» WORK TO COMPLETE
Reproduce the data word for word, keeping every line complete.

» DATA FOR THIS EXERCISE
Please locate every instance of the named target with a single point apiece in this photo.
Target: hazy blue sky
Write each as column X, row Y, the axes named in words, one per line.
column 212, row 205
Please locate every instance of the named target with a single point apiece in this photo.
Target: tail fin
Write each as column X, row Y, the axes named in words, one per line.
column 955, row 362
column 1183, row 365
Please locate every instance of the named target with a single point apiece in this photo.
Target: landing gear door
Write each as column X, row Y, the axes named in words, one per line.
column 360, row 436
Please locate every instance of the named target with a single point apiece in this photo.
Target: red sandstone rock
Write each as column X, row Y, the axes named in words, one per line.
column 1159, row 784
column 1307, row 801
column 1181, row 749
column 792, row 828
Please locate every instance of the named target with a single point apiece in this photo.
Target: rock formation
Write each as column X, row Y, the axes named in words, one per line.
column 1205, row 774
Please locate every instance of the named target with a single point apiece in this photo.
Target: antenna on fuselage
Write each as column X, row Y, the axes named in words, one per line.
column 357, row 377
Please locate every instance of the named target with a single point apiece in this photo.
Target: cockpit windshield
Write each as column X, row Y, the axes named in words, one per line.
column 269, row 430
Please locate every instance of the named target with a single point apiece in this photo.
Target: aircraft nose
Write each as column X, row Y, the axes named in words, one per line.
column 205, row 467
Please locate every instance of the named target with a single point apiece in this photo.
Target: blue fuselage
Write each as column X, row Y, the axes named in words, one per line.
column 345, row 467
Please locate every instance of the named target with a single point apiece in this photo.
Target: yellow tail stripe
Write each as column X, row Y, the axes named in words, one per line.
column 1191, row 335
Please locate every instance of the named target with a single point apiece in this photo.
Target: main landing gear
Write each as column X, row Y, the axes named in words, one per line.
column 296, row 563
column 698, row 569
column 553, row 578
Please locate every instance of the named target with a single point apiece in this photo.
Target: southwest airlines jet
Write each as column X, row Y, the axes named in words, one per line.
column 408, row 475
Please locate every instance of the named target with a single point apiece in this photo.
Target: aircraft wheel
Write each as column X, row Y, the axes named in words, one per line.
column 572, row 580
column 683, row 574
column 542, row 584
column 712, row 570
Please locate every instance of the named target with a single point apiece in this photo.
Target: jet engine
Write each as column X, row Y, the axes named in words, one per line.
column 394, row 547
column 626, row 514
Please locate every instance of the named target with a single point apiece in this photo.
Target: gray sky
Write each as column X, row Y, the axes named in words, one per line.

» COMPLETED EXERCISE
Please locate every instance of the named target with a single point apiece in this photo.
Target: hazy blue sky
Write each as column X, row Y, the axes named in words, one per line.
column 212, row 205
Please locate every instance of the named target with a single point apiece in this photo.
Target: tail fin
Write each as column X, row Y, the axes named in words, one per line.
column 955, row 362
column 1183, row 365
Please locate every instance of the named target with a single point apiece in this photo.
Target: landing gear door
Write each as column X, row Y, the axes named in words, one per line.
column 360, row 436
Please locate every instance of the named target with a single point apiece in this photo.
Target: red sandstone rock
Write each as column X, row Y, the axes named in words, one per line.
column 1159, row 784
column 1307, row 801
column 1181, row 749
column 792, row 828
Please locate every instance of the named target with a single point apiece in this photo.
Target: rock formation
Write each as column X, row Y, the axes named in words, one per line.
column 1205, row 774
Please locate every instance of the named target with a single point apiece in this photo.
Target: antenna on fuselage
Write each as column X, row Y, the axes named in words, one per line.
column 357, row 377
Please locate every instance of the named target with a single point apiece in this photo.
Target: cockpit windshield
Write each as column X, row Y, the axes named in words, one per line.
column 269, row 430
Please locate every instance of the named target with a single point apiece in this photo.
Target: aircraft nose
Write each as column X, row Y, the axes named in words, one per line.
column 205, row 467
Please locate every instance of the named target with a single point apiece in this photo.
Target: blue fuselage
Write each as column X, row Y, the axes named in words, one per line.
column 345, row 467
Please locate every instance of the named target with a single point apiece in this photo.
Target: yellow tail stripe
Write each as column X, row Y, the axes named in words, one per line.
column 1191, row 335
Please locate every instance of the named target with a single point apiece in this photo.
Target: main landing gear
Write each as column X, row Y, the axes named in words, one per line.
column 296, row 563
column 698, row 569
column 553, row 578
Please locate every instance of the named target with a single point apiece in this photo.
Target: southwest airlines jet
Write each as column X, row Y, the axes named in words, one per line.
column 408, row 475
Please locate every instance of the named target with a single point apiece in this photo.
Target: aircraft wheel
Write each as column X, row Y, the axes named in words, one per line.
column 572, row 580
column 683, row 574
column 542, row 584
column 712, row 570
Please locate every instance of the named target with a single point apiece in this photo.
Target: jet engine
Write each as column X, row Y, the axes named in words, one per line.
column 394, row 547
column 626, row 514
Please locate every instance of the named target with a single point apiece in this photo.
Target: gray sky
Write each as column X, row Y, the axes named in words, one per line.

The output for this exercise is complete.